• **EXTRACTED ENTRIES**:
^^^^^^^^^^^^^^^^
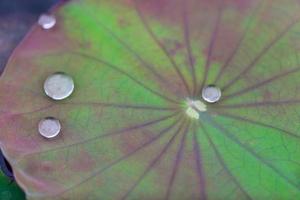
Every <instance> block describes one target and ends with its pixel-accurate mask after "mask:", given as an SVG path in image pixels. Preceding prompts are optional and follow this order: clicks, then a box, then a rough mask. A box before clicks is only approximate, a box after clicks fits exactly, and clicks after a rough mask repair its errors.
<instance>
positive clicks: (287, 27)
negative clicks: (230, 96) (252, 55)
mask: <svg viewBox="0 0 300 200" xmlns="http://www.w3.org/2000/svg"><path fill="white" fill-rule="evenodd" d="M297 23H298V19H297V20H294V21H292V23H290V24H289V25H288V26H287V27H285V29H284V30H283V31H281V32H280V33H279V34H278V35H276V36H275V37H274V38H273V39H272V40H271V42H270V43H268V44H267V45H266V46H265V47H264V48H263V49H262V50H261V51H260V52H259V53H258V55H257V56H256V57H255V58H254V59H253V60H252V61H251V62H250V64H249V65H247V66H246V67H245V69H244V70H242V71H241V72H240V73H239V74H238V75H237V76H236V77H235V78H233V79H232V80H231V81H229V82H228V83H227V84H226V85H225V86H224V87H223V88H222V90H223V91H224V90H227V89H228V88H229V87H231V86H232V85H233V84H234V83H235V82H236V81H238V80H240V78H241V77H243V76H244V75H245V74H247V73H248V72H249V71H250V70H251V69H252V68H253V67H255V65H256V64H257V62H258V61H260V59H261V58H262V57H263V56H264V55H265V54H267V53H268V52H269V50H270V49H271V48H272V47H273V46H274V45H275V44H276V43H277V42H278V41H279V40H280V39H281V38H283V37H284V36H285V35H286V34H287V33H288V32H289V31H290V29H292V28H293V27H294V26H295V24H297Z"/></svg>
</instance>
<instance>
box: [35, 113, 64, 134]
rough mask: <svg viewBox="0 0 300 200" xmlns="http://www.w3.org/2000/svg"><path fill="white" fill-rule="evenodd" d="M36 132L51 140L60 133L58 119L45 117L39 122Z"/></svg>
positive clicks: (51, 117)
mask: <svg viewBox="0 0 300 200" xmlns="http://www.w3.org/2000/svg"><path fill="white" fill-rule="evenodd" d="M38 130H39V133H40V135H41V136H43V137H44V138H47V139H51V138H54V137H56V136H57V135H58V134H59V133H60V131H61V125H60V122H59V120H58V119H56V118H54V117H46V118H44V119H42V120H41V121H40V122H39V125H38Z"/></svg>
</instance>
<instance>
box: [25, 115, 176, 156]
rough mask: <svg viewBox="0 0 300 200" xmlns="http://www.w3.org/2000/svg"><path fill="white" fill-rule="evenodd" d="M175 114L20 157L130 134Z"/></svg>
mask: <svg viewBox="0 0 300 200" xmlns="http://www.w3.org/2000/svg"><path fill="white" fill-rule="evenodd" d="M177 114H178V113H173V114H171V115H167V116H164V117H161V118H158V119H154V120H150V121H147V122H145V123H142V124H137V125H134V126H129V127H124V128H122V129H120V130H117V131H112V132H109V133H105V134H103V135H99V136H95V137H92V138H89V139H86V140H83V141H80V142H75V143H71V144H68V145H64V146H60V147H57V148H53V149H47V150H44V151H35V152H30V153H27V154H23V155H22V157H25V156H31V155H35V154H43V153H48V152H53V151H58V150H62V149H66V148H71V147H74V146H78V145H83V144H86V143H88V142H94V141H95V140H99V139H102V138H105V137H112V136H115V135H120V134H132V133H133V131H134V130H138V129H143V128H146V127H148V126H152V125H155V124H158V123H161V122H163V121H165V120H168V119H170V118H173V117H175V116H176V115H177Z"/></svg>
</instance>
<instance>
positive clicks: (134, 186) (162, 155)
mask: <svg viewBox="0 0 300 200" xmlns="http://www.w3.org/2000/svg"><path fill="white" fill-rule="evenodd" d="M183 126H184V124H183V123H182V124H181V125H180V126H179V128H178V129H177V130H176V132H175V133H174V134H173V136H172V137H171V139H170V140H169V141H168V142H167V144H166V145H165V146H164V147H163V149H162V150H161V151H160V152H159V154H158V155H157V156H156V157H155V158H154V159H153V160H152V161H151V163H150V164H149V165H148V167H147V168H146V170H145V171H144V172H143V173H142V174H141V176H140V177H139V178H138V180H137V181H136V182H135V183H134V184H133V185H132V186H131V187H130V188H129V190H128V191H127V192H126V194H125V195H124V196H123V197H122V200H125V199H127V198H128V196H129V195H130V193H131V192H132V191H133V190H134V189H135V188H136V187H137V186H138V185H139V184H140V183H141V181H142V180H143V179H144V178H145V177H146V175H147V174H148V173H149V172H150V171H151V169H153V168H154V166H155V165H156V164H157V163H158V162H159V160H160V159H161V158H162V157H163V156H164V155H165V153H166V152H167V150H168V149H169V147H170V146H171V145H172V144H173V142H174V140H175V138H176V136H177V135H178V134H179V133H180V131H181V130H182V129H183Z"/></svg>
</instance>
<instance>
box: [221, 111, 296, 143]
mask: <svg viewBox="0 0 300 200" xmlns="http://www.w3.org/2000/svg"><path fill="white" fill-rule="evenodd" d="M217 114H218V115H220V116H224V117H228V118H231V119H235V120H239V121H243V122H247V123H250V124H254V125H257V126H262V127H265V128H271V129H273V130H276V131H278V132H280V133H285V134H286V135H288V136H291V137H294V138H296V139H300V135H297V134H296V133H293V132H291V131H288V130H285V129H282V128H279V127H276V126H273V125H270V124H266V123H263V122H259V121H256V120H252V119H249V118H246V117H241V116H238V115H231V114H228V113H217Z"/></svg>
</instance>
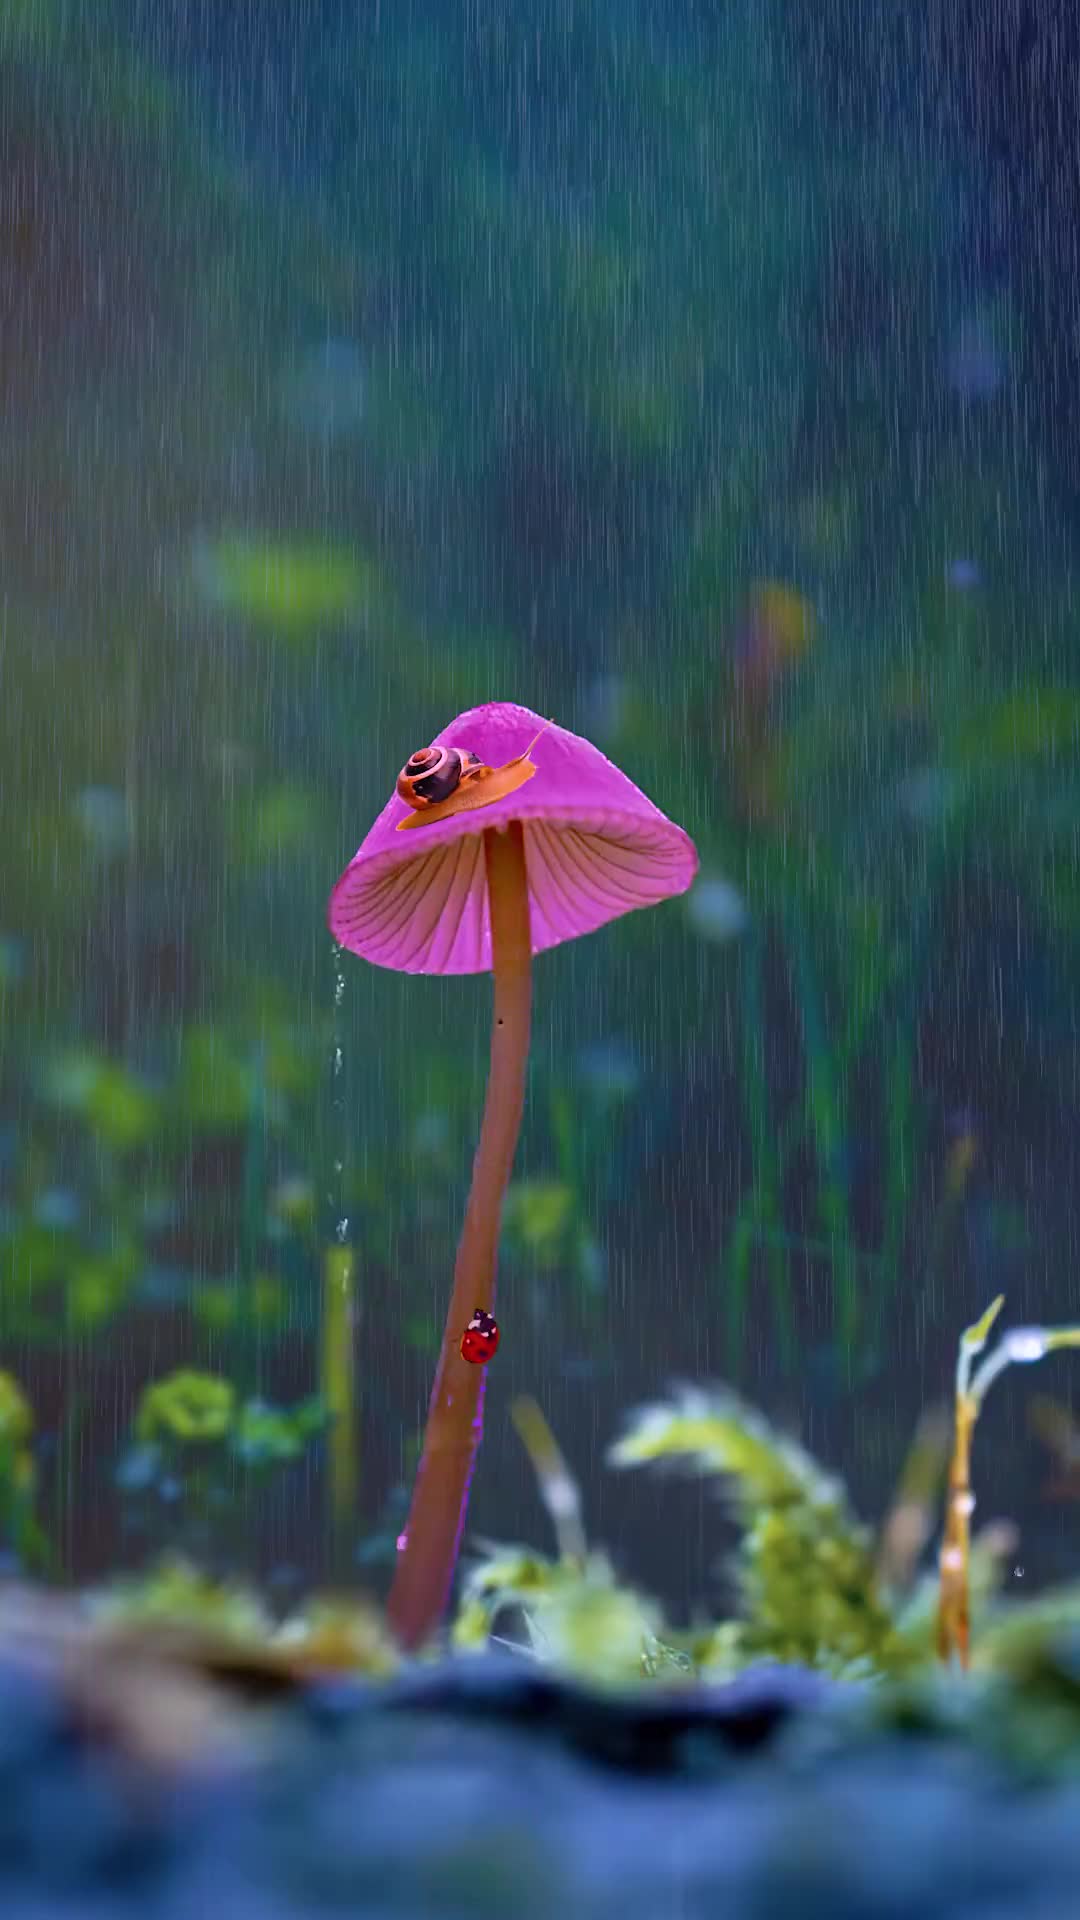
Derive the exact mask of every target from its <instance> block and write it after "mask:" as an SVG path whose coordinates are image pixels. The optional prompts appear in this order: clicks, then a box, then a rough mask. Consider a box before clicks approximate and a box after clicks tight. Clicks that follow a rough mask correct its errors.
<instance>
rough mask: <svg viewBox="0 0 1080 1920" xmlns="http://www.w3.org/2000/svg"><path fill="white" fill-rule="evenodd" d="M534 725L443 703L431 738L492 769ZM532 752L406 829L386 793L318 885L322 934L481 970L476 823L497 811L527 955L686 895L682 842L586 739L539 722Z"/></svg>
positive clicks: (639, 788)
mask: <svg viewBox="0 0 1080 1920" xmlns="http://www.w3.org/2000/svg"><path fill="white" fill-rule="evenodd" d="M544 726H546V722H544V720H542V716H540V714H534V712H530V710H528V707H513V705H509V703H507V701H490V703H488V705H486V707H473V708H471V710H469V712H463V714H457V718H455V720H452V722H450V726H446V728H444V730H442V733H440V735H438V737H436V741H434V745H436V747H471V749H473V753H477V755H479V756H480V760H484V762H486V764H488V766H503V764H505V762H507V760H511V758H515V755H521V753H525V751H527V747H528V745H530V741H532V739H534V737H536V733H540V730H542V728H544ZM532 758H534V764H536V774H534V778H532V780H528V781H527V783H525V785H523V787H519V789H517V791H515V793H507V795H505V797H503V799H500V801H492V804H490V806H479V808H475V810H473V812H461V814H452V816H450V818H444V820H434V822H430V824H425V826H419V828H417V829H415V831H411V833H398V824H400V822H402V820H405V818H409V814H411V808H409V806H407V804H405V801H402V799H398V795H396V793H392V795H390V799H388V801H386V806H384V808H382V812H380V814H379V820H377V822H375V826H373V828H371V831H369V835H367V839H365V841H363V845H361V849H359V852H357V854H356V856H354V858H352V860H350V864H348V868H346V870H344V874H342V877H340V879H338V883H336V887H334V891H332V895H331V904H329V914H327V918H329V925H331V933H332V935H334V939H336V941H338V943H340V945H342V947H348V948H350V952H354V954H361V956H363V958H365V960H371V962H375V966H388V968H396V970H398V972H402V973H484V972H488V970H490V966H492V927H490V916H488V885H486V868H484V833H486V831H488V829H490V828H498V826H507V824H509V822H511V820H521V822H523V826H525V864H527V872H528V916H530V927H532V952H544V948H546V947H559V945H561V941H573V939H577V937H578V933H592V931H594V929H596V927H601V925H603V924H605V922H607V920H617V918H619V914H626V912H630V908H634V906H655V904H657V902H659V900H667V899H669V897H671V895H675V893H686V889H688V887H690V881H692V879H694V874H696V872H698V852H696V847H694V841H692V839H690V837H688V835H686V833H684V831H682V828H676V826H675V824H673V822H671V820H669V818H667V814H661V810H659V806H653V803H651V801H650V799H646V795H644V793H642V791H640V787H636V785H634V781H632V780H626V776H625V774H621V772H619V768H617V766H613V764H611V760H607V758H605V755H601V753H600V749H598V747H594V745H592V743H590V741H588V739H580V735H578V733H569V732H567V730H565V728H561V726H553V724H552V726H546V732H544V733H542V737H540V739H538V741H536V749H534V753H532Z"/></svg>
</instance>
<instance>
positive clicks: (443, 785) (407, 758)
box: [398, 747, 480, 812]
mask: <svg viewBox="0 0 1080 1920" xmlns="http://www.w3.org/2000/svg"><path fill="white" fill-rule="evenodd" d="M479 768H480V760H479V756H477V755H475V753H469V749H467V747H421V749H419V751H417V753H413V755H411V756H409V758H407V760H405V764H404V768H402V772H400V774H398V799H402V801H404V803H405V806H415V808H417V812H421V810H423V808H425V806H438V803H440V801H448V799H450V795H452V793H455V791H457V787H459V785H461V781H463V780H469V776H475V774H477V770H479Z"/></svg>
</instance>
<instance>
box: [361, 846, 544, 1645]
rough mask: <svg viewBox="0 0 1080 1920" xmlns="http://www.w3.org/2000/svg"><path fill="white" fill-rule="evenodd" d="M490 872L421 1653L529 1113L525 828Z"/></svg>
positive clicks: (398, 1585) (410, 1600)
mask: <svg viewBox="0 0 1080 1920" xmlns="http://www.w3.org/2000/svg"><path fill="white" fill-rule="evenodd" d="M484 868H486V881H488V908H490V924H492V973H494V987H496V996H494V1018H492V1060H490V1069H488V1092H486V1100H484V1119H482V1125H480V1144H479V1148H477V1158H475V1162H473V1187H471V1190H469V1204H467V1208H465V1225H463V1227H461V1240H459V1246H457V1261H455V1267H454V1292H452V1296H450V1311H448V1315H446V1331H444V1334H442V1354H440V1359H438V1371H436V1375H434V1388H432V1396H430V1405H429V1413H427V1430H425V1446H423V1455H421V1463H419V1469H417V1478H415V1486H413V1498H411V1505H409V1517H407V1523H405V1530H404V1534H402V1540H400V1544H398V1565H396V1572H394V1582H392V1586H390V1599H388V1603H386V1611H388V1620H390V1628H392V1632H394V1636H396V1640H398V1642H400V1645H404V1647H405V1649H413V1647H419V1645H421V1644H423V1642H425V1640H427V1638H429V1636H430V1634H432V1632H434V1628H436V1626H438V1622H440V1619H442V1613H444V1609H446V1601H448V1597H450V1586H452V1580H454V1569H455V1563H457V1549H459V1544H461V1532H463V1526H465V1511H467V1505H469V1482H471V1478H473V1465H475V1461H477V1452H479V1446H480V1436H482V1430H484V1382H486V1369H484V1367H473V1365H469V1361H467V1359H463V1357H461V1331H463V1329H465V1327H467V1325H469V1319H471V1315H473V1311H475V1309H477V1308H484V1311H486V1313H492V1311H494V1298H496V1260H498V1242H500V1223H502V1204H503V1194H505V1188H507V1183H509V1175H511V1167H513V1156H515V1150H517V1135H519V1131H521V1112H523V1106H525V1069H527V1064H528V1016H530V998H532V954H530V933H528V879H527V866H525V833H523V828H521V822H517V820H515V822H511V824H509V826H505V828H502V829H488V831H486V833H484Z"/></svg>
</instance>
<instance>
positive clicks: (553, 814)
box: [329, 701, 698, 1649]
mask: <svg viewBox="0 0 1080 1920" xmlns="http://www.w3.org/2000/svg"><path fill="white" fill-rule="evenodd" d="M532 755H534V758H532ZM473 756H477V758H473ZM402 795H405V797H402ZM696 870H698V854H696V851H694V843H692V841H690V839H688V835H686V833H684V831H682V828H676V826H673V822H671V820H667V818H665V814H661V812H659V808H657V806H653V803H651V801H648V799H646V795H644V793H642V791H640V789H638V787H634V783H632V781H630V780H626V776H625V774H621V772H619V768H617V766H613V764H611V760H607V758H605V756H603V755H601V753H600V751H598V747H592V745H590V741H586V739H580V737H578V735H577V733H567V732H565V728H559V726H553V724H546V722H544V720H542V718H538V716H536V714H534V712H530V710H528V708H527V707H511V705H509V703H505V701H492V703H490V705H488V707H475V708H473V710H471V712H465V714H459V716H457V720H452V722H450V726H448V728H444V732H442V733H440V735H438V739H436V741H434V745H432V747H430V749H425V751H423V753H419V755H413V758H411V760H409V762H407V764H405V768H404V770H402V776H400V780H398V791H396V793H394V795H392V797H390V801H388V803H386V806H384V808H382V812H380V814H379V820H377V822H375V826H373V828H371V833H369V835H367V839H365V841H363V847H361V849H359V852H357V854H356V858H354V860H352V862H350V866H348V868H346V872H344V874H342V877H340V879H338V883H336V887H334V891H332V895H331V906H329V924H331V931H332V935H334V939H336V941H338V943H340V945H342V947H348V948H350V950H352V952H356V954H361V956H363V958H365V960H371V962H375V966H388V968H398V970H400V972H404V973H486V972H492V973H494V1023H492V1058H490V1073H488V1094H486V1102H484V1117H482V1123H480V1144H479V1148H477V1158H475V1164H473V1187H471V1192H469V1204H467V1208H465V1225H463V1229H461V1242H459V1248H457V1261H455V1267H454V1292H452V1298H450V1313H448V1319H446V1332H444V1338H442V1352H440V1357H438V1369H436V1375H434V1388H432V1396H430V1405H429V1417H427V1432H425V1448H423V1457H421V1465H419V1471H417V1480H415V1488H413V1500H411V1507H409V1517H407V1523H405V1530H404V1534H402V1540H400V1542H398V1563H396V1572H394V1582H392V1588H390V1599H388V1619H390V1626H392V1630H394V1634H396V1638H398V1640H400V1644H402V1645H404V1647H409V1649H411V1647H417V1645H421V1644H423V1642H425V1640H427V1638H429V1634H430V1632H432V1630H434V1628H436V1626H438V1622H440V1619H442V1613H444V1607H446V1601H448V1596H450V1586H452V1580H454V1567H455V1561H457V1548H459V1540H461V1528H463V1524H465V1509H467V1501H469V1480H471V1476H473V1465H475V1459H477V1450H479V1444H480V1432H482V1405H484V1377H486V1371H484V1367H477V1365H469V1363H467V1361H465V1359H463V1357H461V1334H463V1331H465V1327H467V1323H469V1319H471V1315H473V1313H475V1309H477V1308H482V1309H484V1311H486V1313H492V1311H494V1290H496V1254H498V1238H500V1221H502V1204H503V1194H505V1187H507V1181H509V1173H511V1165H513V1154H515V1148H517V1135H519V1129H521V1110H523V1100H525V1069H527V1060H528V1014H530V972H532V954H534V952H542V950H544V948H546V947H557V945H559V943H561V941H569V939H577V935H578V933H592V931H594V929H596V927H601V925H603V924H605V922H607V920H615V918H617V916H619V914H626V912H628V910H630V908H634V906H655V904H657V902H659V900H665V899H669V897H671V895H675V893H684V891H686V887H688V885H690V881H692V879H694V874H696Z"/></svg>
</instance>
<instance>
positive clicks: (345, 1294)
mask: <svg viewBox="0 0 1080 1920" xmlns="http://www.w3.org/2000/svg"><path fill="white" fill-rule="evenodd" d="M354 1350H356V1265H354V1254H352V1246H342V1244H334V1246H329V1248H327V1252H325V1254H323V1369H321V1371H323V1400H325V1402H327V1409H329V1413H331V1417H332V1427H331V1436H329V1446H327V1452H329V1463H331V1546H332V1565H334V1574H340V1572H342V1571H344V1557H346V1542H348V1526H350V1517H352V1513H354V1509H356V1484H357V1407H356V1365H354Z"/></svg>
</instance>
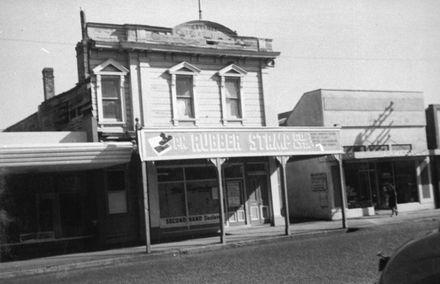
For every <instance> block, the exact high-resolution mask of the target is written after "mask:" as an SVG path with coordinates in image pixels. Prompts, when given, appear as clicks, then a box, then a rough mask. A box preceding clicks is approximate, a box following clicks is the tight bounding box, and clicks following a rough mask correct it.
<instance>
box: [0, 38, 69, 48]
mask: <svg viewBox="0 0 440 284" xmlns="http://www.w3.org/2000/svg"><path fill="white" fill-rule="evenodd" d="M0 40H2V41H15V42H29V43H46V44H59V45H70V46H72V45H75V44H76V43H74V42H63V41H46V40H33V39H21V38H4V37H3V38H0Z"/></svg>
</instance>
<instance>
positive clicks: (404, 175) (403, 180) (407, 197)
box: [393, 161, 428, 203]
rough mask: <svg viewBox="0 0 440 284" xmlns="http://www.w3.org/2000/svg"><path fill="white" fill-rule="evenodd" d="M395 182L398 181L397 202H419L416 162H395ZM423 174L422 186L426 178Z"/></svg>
mask: <svg viewBox="0 0 440 284" xmlns="http://www.w3.org/2000/svg"><path fill="white" fill-rule="evenodd" d="M393 164H394V174H395V177H394V180H395V181H396V184H395V187H396V191H397V202H398V203H407V202H418V201H419V194H418V189H417V177H416V169H415V165H414V161H398V162H394V163H393ZM424 173H425V174H426V175H427V174H428V173H427V172H422V173H421V177H422V184H423V183H424V180H425V178H423V177H424Z"/></svg>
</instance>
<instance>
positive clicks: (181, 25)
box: [173, 21, 237, 40]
^^^^^^^^^^^^^^^^
• **WORK ITEM**:
Nothing but the lines from the beginning of the material above through the line containing "box: [35, 113, 64, 134]" should appear in the answer, copied exactly and free of pictures.

• **RESPONSE TO THIS TASK**:
Every <instance> block describes one target and ends with its pixel-accurate mask after "mask:", given as an SVG path in image pixels. Preceding prompts are optional and follow this order: clicks, then a box, then a rough mask. A box before clicks is only approximate, a box after clicks fits exactly, and clicks after a rough mask repair its errors.
<instance>
positive clicks: (287, 27)
negative clicks: (230, 96) (252, 55)
mask: <svg viewBox="0 0 300 200" xmlns="http://www.w3.org/2000/svg"><path fill="white" fill-rule="evenodd" d="M297 23H298V19H297V20H294V21H292V23H290V24H289V25H288V26H287V27H285V29H284V30H283V31H281V32H280V33H279V34H278V35H276V36H275V37H274V38H273V39H272V40H271V42H270V43H268V44H267V45H266V46H265V47H264V48H263V49H262V50H261V51H260V52H259V53H258V55H257V56H256V57H255V58H254V59H253V60H252V61H251V62H250V64H249V65H247V66H246V67H245V69H244V70H242V71H241V72H240V73H239V74H238V75H237V76H236V77H235V78H233V79H232V80H231V81H229V82H228V83H227V84H226V85H225V86H224V87H223V88H222V90H223V91H224V90H227V89H228V88H229V87H231V86H232V85H233V84H234V83H235V82H236V81H238V80H240V78H241V77H243V76H244V75H245V74H247V73H248V72H249V71H250V70H251V69H252V68H253V67H255V65H256V64H257V62H258V61H260V59H261V58H262V57H263V56H264V55H265V54H267V53H268V52H269V50H270V49H271V48H272V47H273V46H274V45H275V44H276V43H277V42H278V41H279V40H280V39H281V38H283V37H284V36H285V35H286V34H287V33H288V32H289V31H290V29H292V28H293V27H294V26H295V24H297Z"/></svg>
</instance>
<instance>
box: [35, 113, 64, 134]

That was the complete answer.